• [About this task]: Each line from the one with "Query: man's hair" to the final line of the data must be reproduced exactly, and no other line may appear.

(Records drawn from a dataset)
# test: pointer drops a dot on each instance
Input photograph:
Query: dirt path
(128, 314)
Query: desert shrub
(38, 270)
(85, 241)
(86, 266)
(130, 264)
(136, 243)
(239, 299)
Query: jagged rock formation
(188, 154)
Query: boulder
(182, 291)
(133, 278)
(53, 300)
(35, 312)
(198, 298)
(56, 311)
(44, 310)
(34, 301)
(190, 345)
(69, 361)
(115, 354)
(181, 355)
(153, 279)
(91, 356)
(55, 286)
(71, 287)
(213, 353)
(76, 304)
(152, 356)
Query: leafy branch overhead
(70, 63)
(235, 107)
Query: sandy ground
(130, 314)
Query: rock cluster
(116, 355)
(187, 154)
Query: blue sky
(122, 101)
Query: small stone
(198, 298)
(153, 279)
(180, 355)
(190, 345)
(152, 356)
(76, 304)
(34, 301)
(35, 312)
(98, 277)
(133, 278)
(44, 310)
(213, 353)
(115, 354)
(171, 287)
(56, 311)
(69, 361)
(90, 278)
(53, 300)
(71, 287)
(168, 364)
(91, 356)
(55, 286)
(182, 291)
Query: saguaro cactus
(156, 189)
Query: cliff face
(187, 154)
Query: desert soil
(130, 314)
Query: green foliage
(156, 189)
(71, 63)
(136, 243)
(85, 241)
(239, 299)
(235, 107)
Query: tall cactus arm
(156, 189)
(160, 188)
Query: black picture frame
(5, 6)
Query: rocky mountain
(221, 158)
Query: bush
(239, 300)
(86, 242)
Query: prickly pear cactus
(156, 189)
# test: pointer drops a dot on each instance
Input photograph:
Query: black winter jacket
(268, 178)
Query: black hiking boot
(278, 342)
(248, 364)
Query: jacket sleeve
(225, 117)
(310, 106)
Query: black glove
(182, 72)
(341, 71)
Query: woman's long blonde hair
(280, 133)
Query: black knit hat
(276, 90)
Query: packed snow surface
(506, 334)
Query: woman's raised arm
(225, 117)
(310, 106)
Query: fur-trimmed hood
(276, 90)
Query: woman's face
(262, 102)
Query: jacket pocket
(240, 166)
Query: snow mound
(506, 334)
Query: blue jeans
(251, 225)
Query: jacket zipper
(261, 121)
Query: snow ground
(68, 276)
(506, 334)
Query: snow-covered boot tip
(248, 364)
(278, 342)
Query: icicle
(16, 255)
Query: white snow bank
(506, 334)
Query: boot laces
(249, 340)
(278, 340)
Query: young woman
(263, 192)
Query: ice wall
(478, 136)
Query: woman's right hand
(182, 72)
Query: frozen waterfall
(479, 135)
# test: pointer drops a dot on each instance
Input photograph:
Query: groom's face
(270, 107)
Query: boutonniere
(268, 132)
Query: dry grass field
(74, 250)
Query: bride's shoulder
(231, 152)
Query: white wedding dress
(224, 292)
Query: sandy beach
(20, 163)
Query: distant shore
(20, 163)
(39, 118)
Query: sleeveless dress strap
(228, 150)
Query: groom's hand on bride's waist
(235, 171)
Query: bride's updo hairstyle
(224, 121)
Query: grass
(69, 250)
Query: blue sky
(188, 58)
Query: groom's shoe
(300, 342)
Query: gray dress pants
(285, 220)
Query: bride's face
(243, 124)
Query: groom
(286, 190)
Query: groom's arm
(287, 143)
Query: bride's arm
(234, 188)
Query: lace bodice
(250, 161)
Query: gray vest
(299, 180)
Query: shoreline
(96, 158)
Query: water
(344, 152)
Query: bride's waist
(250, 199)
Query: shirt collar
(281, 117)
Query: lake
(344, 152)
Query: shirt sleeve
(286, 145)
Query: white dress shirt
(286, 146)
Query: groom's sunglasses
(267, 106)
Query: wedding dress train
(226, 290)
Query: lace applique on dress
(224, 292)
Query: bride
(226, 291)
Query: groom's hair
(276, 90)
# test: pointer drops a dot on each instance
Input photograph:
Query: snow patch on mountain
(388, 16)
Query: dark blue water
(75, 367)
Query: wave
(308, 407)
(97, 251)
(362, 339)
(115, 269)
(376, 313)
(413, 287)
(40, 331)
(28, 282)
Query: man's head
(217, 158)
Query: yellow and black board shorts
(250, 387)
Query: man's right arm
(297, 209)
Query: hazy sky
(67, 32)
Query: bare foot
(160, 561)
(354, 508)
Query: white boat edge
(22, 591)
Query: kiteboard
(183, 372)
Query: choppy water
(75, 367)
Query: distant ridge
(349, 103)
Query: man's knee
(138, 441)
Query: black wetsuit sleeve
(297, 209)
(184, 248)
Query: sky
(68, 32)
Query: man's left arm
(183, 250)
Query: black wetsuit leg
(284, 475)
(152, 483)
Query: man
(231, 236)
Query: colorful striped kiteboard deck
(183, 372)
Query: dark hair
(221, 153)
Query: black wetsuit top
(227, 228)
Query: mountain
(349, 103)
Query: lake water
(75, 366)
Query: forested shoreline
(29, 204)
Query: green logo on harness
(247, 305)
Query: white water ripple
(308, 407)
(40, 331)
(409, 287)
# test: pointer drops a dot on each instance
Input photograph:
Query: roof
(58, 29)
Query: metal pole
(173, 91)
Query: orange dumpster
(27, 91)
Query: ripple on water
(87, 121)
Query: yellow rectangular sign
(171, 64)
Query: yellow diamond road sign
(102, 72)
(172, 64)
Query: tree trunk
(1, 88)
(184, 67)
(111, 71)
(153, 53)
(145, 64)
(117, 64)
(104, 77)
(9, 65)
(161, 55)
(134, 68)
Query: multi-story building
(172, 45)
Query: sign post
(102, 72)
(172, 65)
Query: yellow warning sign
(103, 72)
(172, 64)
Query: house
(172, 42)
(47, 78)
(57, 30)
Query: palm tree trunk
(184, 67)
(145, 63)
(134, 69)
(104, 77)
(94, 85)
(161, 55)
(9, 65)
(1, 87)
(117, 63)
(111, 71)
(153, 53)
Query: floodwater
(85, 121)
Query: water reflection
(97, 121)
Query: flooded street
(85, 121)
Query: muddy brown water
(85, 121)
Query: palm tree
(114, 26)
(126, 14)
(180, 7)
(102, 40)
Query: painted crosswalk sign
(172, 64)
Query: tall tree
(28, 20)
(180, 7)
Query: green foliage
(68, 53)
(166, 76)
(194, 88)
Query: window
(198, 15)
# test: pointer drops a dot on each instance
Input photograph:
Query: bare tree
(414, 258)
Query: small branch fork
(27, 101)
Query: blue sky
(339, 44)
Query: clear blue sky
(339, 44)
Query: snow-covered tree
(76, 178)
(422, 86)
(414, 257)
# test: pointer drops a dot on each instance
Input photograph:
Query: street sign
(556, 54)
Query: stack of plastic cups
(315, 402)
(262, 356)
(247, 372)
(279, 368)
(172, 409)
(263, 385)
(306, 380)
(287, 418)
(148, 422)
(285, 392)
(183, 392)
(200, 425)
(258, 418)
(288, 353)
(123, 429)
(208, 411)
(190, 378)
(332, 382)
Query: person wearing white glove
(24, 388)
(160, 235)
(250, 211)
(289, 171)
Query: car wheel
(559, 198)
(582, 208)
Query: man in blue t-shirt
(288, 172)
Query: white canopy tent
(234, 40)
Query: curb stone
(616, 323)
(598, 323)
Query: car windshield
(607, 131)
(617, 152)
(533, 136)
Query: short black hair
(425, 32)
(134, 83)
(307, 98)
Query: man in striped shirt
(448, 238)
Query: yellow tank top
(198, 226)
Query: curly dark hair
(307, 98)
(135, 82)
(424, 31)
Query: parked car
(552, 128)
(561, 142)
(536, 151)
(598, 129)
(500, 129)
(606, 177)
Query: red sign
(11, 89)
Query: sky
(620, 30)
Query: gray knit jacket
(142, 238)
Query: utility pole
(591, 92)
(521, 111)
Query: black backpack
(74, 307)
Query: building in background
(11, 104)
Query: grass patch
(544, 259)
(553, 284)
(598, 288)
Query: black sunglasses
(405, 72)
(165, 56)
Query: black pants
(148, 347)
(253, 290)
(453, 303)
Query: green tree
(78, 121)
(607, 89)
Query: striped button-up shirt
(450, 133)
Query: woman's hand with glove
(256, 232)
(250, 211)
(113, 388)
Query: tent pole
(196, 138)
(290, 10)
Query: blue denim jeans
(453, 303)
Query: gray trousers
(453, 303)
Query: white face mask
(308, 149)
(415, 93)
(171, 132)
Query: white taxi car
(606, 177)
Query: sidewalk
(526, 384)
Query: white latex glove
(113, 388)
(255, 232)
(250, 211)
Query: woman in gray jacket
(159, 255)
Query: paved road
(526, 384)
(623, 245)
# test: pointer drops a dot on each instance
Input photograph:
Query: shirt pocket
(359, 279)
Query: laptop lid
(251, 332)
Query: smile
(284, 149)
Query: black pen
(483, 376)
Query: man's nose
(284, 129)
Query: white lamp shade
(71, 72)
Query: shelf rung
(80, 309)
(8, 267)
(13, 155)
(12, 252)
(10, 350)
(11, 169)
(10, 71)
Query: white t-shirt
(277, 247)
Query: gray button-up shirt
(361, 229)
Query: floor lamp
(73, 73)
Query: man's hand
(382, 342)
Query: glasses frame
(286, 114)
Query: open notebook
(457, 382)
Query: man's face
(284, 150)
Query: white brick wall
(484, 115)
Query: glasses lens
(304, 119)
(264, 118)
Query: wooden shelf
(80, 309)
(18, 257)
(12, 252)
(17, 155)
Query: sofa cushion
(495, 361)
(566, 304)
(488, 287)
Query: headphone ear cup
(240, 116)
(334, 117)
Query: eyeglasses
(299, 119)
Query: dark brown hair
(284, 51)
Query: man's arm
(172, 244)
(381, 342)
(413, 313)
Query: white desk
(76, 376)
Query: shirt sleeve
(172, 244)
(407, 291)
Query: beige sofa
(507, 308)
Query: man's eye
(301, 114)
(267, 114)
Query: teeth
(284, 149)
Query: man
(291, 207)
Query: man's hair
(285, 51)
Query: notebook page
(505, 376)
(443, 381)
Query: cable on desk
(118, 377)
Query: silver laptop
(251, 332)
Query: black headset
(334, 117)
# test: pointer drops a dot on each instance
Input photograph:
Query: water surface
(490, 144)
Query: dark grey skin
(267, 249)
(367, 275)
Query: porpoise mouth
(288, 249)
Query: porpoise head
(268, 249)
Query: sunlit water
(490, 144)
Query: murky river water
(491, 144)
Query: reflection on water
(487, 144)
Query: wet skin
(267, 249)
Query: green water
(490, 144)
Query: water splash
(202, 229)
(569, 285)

• [Solution]:
Query: man's hair
(285, 51)
Query: notebook page
(505, 376)
(443, 381)
Query: cable on desk
(118, 377)
Query: silver laptop
(251, 332)
Query: black headset
(334, 117)
# test: pointer drops a dot on each instance
Input photograph:
Query: water surface
(490, 144)
Query: dark grey skin
(267, 249)
(367, 275)
Query: porpoise mouth
(288, 249)
Query: porpoise head
(268, 249)
Query: sunlit water
(490, 144)
Query: murky river water
(491, 144)
Query: reflection on water
(487, 144)
Query: wet skin
(267, 249)
Query: green water
(490, 144)
Query: water splash
(202, 229)
(569, 285)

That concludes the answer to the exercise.